**ISTRUZIONI**:
• a. Secondo l'estratto, in quale museo è conservata oggi la Ragazza con l'orecchino di perla?
• b. In base all'estratto, perché è difficile stabilire chi fosse la ragazza dipinta da Vermeer?
• c. Ricopia parola per parola il passo dell'estratto che va da "È una domanda" a "cm; L’Aia, Mauritshuis)".

**ESTRATTO SELEZIONATO**:
* * *
Chi era veramente la Ragazza con l'orecchino di perla di Johannes Vermeer?


È uno dei dipinti più affascinanti di sempre: ma chi era davvero la Ragazza con l'orecchino di perla di Vermeer?

Il romanzo di Tracy Chevalier e il successivo film di Peter Webber, con una eccezionale Scarlett Johansson nei panni della protagonista, hanno contribuito a far entrare l’opera nell’immaginario collettivo. La discussa e discutibile mostra di Bologna dello scorso anno, curata da Marco Goldin e tenutasi a Palazzo Fava, la ha portata per la prima volta in Italia. Ma chi era veramente la Ragazza con l’orecchino di perla (o la Ragazza col turbante che dir si voglia) dipinta da Johannes Vermeer intorno al 1665 e oggi conservata alla Mauritshuis dell’Aia?

Scarlett Johansson interpreta la ragazza con l'orecchino di perla
Scarlett Johansson interpreta la ragazza con l’orecchino di perla assieme a Colin Firth nei panni di Vermeer

È una domanda a cui molti storici dell’arte hanno tentato di dare una risposta. Il problema principale consiste nel fatto che la documentazione sul dipinto è molto povera (così come, del resto, scarse sono le notizie biografiche su Vermeer) e nessuna fonte contemporanea è in grado di dirci chi sia stata la modella che abbia posato per il dipinto, o se il dipinto raffigura una persona realmente esistita ed è quindi un ritratto. C’è intanto da dire che si tratta di un’opera insolita per Vermeer: nella sua già scarna produzione, sono pochissimi i dipinti con soggetti a mezzo busto che emergono da un fondo scuro, e questo probabilmente è il primo.

Vermeer, La ragazza con l'orecchino di perla
Johannes Vermeer, La ragazza con l’orecchino di perla o La ragazza col turbante (1665 circa; olio su tela, 44,5 x 39 cm; L’Aia, Mauritshuis)
* * *
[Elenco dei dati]
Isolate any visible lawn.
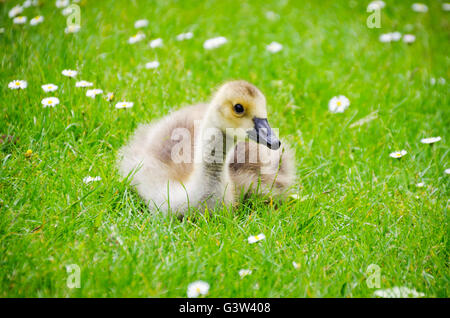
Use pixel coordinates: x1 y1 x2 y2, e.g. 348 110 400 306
0 0 450 297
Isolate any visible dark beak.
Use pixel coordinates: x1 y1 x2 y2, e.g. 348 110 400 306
247 117 281 150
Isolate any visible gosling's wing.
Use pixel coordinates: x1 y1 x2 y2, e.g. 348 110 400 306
119 104 207 184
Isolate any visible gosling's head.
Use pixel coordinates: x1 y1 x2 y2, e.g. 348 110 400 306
209 81 281 150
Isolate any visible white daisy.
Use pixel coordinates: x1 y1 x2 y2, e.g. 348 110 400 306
128 32 145 44
55 0 69 8
239 269 252 278
420 136 442 144
61 7 73 16
8 80 28 89
378 33 392 43
116 102 133 109
64 24 81 34
367 0 386 11
203 36 228 50
22 0 39 8
411 3 428 12
389 150 407 159
391 31 402 42
403 34 416 43
328 95 350 113
150 38 162 49
105 92 114 102
41 97 59 107
187 280 209 298
145 61 159 69
86 88 103 98
13 15 27 24
248 233 266 244
75 81 94 87
177 32 194 41
134 19 148 29
83 176 102 184
266 11 280 21
61 70 78 77
374 286 425 298
8 5 23 18
41 84 58 92
30 15 44 26
266 42 283 53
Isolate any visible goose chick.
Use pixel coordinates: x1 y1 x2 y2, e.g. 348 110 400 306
118 81 295 216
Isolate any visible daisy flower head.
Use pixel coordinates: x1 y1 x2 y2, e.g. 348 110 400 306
239 269 252 278
150 38 162 49
187 280 209 298
13 15 27 24
389 150 407 159
8 5 23 18
8 80 28 89
247 233 266 244
367 0 386 12
411 3 428 12
41 97 59 107
30 15 44 26
61 7 74 16
105 92 114 102
177 32 194 41
203 36 228 50
266 42 283 53
75 81 94 87
61 70 78 77
83 176 102 184
134 19 148 29
266 11 280 21
128 32 145 44
55 0 69 8
41 84 58 93
403 34 416 44
378 33 392 43
116 102 134 109
328 95 350 113
64 24 81 34
86 88 103 98
22 0 39 8
420 136 442 144
374 286 425 298
145 61 159 69
391 31 402 42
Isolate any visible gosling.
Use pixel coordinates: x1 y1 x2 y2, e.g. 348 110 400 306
118 80 295 217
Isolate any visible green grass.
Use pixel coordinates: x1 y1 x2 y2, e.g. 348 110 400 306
0 0 450 297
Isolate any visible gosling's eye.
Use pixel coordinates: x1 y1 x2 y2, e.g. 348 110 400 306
234 104 244 115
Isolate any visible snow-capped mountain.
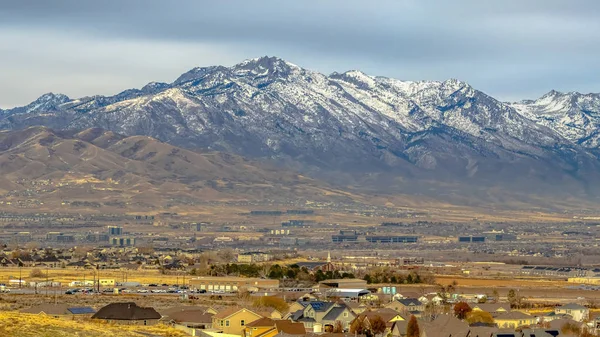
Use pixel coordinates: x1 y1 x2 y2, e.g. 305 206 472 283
0 57 600 198
511 90 600 150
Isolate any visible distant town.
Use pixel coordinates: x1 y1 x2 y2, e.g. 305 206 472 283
0 209 600 337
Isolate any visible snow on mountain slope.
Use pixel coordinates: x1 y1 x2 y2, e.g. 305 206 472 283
511 90 600 149
0 57 600 197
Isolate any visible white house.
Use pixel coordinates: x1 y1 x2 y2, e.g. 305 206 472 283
554 303 590 322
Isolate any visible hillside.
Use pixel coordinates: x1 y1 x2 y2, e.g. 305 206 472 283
0 127 370 211
0 57 600 209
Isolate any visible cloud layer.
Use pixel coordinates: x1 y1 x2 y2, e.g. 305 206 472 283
0 0 600 107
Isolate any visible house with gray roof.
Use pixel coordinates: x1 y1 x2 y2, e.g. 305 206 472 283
289 301 356 331
554 303 590 322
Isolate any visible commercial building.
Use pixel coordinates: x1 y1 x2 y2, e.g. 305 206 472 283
108 226 123 236
110 237 135 247
189 276 279 291
281 220 317 227
331 231 358 243
238 252 271 263
365 235 419 243
319 278 367 289
458 236 485 243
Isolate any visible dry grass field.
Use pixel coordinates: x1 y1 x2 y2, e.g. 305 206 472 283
435 275 572 289
0 268 192 285
0 312 185 337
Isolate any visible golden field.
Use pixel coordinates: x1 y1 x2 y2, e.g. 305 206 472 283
0 267 194 285
0 311 185 337
0 266 572 287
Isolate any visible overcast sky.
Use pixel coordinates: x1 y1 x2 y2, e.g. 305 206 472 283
0 0 600 108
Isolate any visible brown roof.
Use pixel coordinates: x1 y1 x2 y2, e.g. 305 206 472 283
359 308 399 323
275 320 306 335
473 303 510 313
419 315 470 337
169 310 213 324
246 317 275 327
495 311 533 320
213 307 260 319
92 302 161 321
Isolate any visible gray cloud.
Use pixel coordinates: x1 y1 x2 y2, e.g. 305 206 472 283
0 0 600 107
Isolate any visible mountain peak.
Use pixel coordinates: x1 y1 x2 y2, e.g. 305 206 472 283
33 92 71 104
231 56 302 76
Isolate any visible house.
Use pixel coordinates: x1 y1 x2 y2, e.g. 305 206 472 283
494 311 537 329
391 320 408 337
243 318 306 337
385 298 425 317
418 294 444 305
554 303 590 322
169 310 213 336
92 302 161 325
472 303 510 316
289 301 356 331
99 278 116 287
212 307 263 336
21 304 96 319
419 315 470 337
320 304 356 332
159 305 218 321
346 302 369 315
356 308 404 331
* * *
**RISPOSTE ATTESE**:
• a. Alla Mauritshuis dell'Aia.

• b. La documentazione sul dipinto è molto povera, come lo sono anche le notizie biografiche su Vermeer. Nessuna fonte contemporanea dice chi abbia posato come modella, né se il dipinto raffiguri una persona realmente esistita e sia quindi un ritratto.

• c.
È una domanda a cui molti storici dell’arte hanno tentato di dare una risposta. Il problema principale consiste nel fatto che la documentazione sul dipinto è molto povera (così come, del resto, scarse sono le notizie biografiche su Vermeer) e nessuna fonte contemporanea è in grado di dirci chi sia stata la modella che abbia posato per il dipinto, o se il dipinto raffigura una persona realmente esistita ed è quindi un ritratto. C’è intanto da dire che si tratta di un’opera insolita per Vermeer: nella sua già scarna produzione, sono pochissimi i dipinti con soggetti a mezzo busto che emergono da un fondo scuro, e questo probabilmente è il primo.

Vermeer, La ragazza con l'orecchino di perla
Johannes Vermeer, La ragazza con l’orecchino di perla o La ragazza col turbante (1665 circa; olio su tela, 44,5 x 39 cm; L’Aia, Mauritshuis)